Shown below are entries with pictures; the line with "target | soccer cleat" through the line with "target | tree behind wall" is the span to retype exactly, and the pictures stay out.
********
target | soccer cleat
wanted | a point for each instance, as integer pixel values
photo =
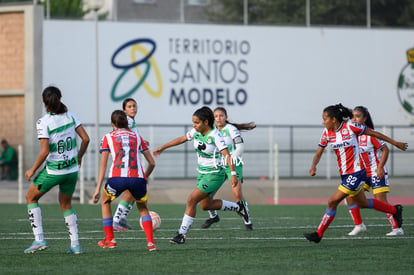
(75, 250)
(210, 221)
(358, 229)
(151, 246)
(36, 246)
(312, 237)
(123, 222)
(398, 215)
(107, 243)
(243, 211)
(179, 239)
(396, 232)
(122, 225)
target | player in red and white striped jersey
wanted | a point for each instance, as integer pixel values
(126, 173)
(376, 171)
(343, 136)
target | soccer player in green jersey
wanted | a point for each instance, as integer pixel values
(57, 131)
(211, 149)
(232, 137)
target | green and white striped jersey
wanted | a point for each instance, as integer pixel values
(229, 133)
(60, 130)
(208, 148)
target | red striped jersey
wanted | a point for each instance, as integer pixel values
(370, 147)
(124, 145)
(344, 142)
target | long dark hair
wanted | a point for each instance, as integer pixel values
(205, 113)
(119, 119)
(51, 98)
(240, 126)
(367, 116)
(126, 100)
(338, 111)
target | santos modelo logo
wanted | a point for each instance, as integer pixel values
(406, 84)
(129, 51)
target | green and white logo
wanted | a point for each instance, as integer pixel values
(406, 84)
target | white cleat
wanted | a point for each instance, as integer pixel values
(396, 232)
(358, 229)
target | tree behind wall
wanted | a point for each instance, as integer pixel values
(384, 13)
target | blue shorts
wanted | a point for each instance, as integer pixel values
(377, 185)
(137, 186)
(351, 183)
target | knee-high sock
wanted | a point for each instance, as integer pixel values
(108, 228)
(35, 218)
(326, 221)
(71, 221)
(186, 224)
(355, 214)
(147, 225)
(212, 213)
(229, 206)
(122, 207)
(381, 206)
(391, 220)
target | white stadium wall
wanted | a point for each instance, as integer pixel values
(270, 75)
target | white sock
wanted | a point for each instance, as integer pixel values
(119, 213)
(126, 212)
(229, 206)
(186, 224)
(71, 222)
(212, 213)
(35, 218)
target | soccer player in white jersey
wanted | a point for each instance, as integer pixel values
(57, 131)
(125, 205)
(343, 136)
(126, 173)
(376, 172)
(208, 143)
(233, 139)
********
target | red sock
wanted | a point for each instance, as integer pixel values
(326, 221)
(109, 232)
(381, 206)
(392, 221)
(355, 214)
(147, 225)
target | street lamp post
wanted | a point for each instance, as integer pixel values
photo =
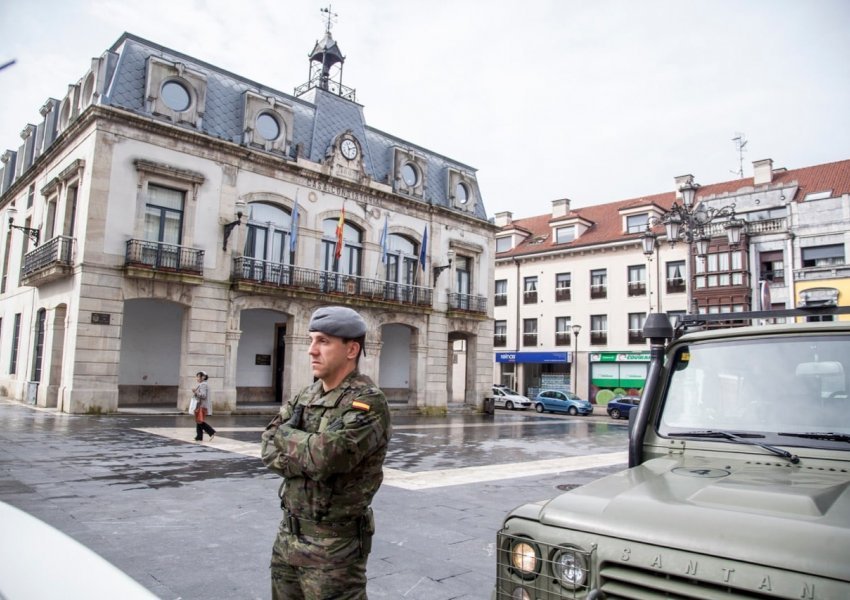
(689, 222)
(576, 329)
********
■ **EXERCISE SOLUTION**:
target | soccer cleat
wanted | a point for each instance, as integer pixel values
photo =
(75, 250)
(210, 221)
(358, 229)
(151, 246)
(36, 246)
(312, 237)
(123, 222)
(398, 215)
(107, 243)
(243, 211)
(179, 239)
(396, 232)
(122, 225)
target | player in red and white striped jersey
wanted | a point for each instance, as integer pixel values
(126, 173)
(376, 171)
(343, 136)
target | soccer player in green jersey
wanted | a point for each instance, as integer pixel values
(57, 131)
(211, 149)
(232, 137)
target | green and white striped jersey
wanted | a point for each instance, as integer pixel values
(229, 133)
(60, 130)
(208, 148)
target | red striped jersey
wanted | a point for each instance, as integer pixel values
(370, 147)
(124, 145)
(344, 142)
target | long dark hair
wanted | a point for each instance, as integer pixel values
(205, 113)
(119, 119)
(51, 98)
(240, 126)
(367, 116)
(126, 100)
(338, 111)
target | santos modelo logo
wanted | a point for each instance, as integer pixel values
(406, 84)
(129, 51)
target | green and white logo
wanted | a point for each instance, as integer pixel values
(406, 84)
target | white cleat
wanted | a point for each instance, as integer pixel values
(396, 232)
(358, 229)
target | tree behind wall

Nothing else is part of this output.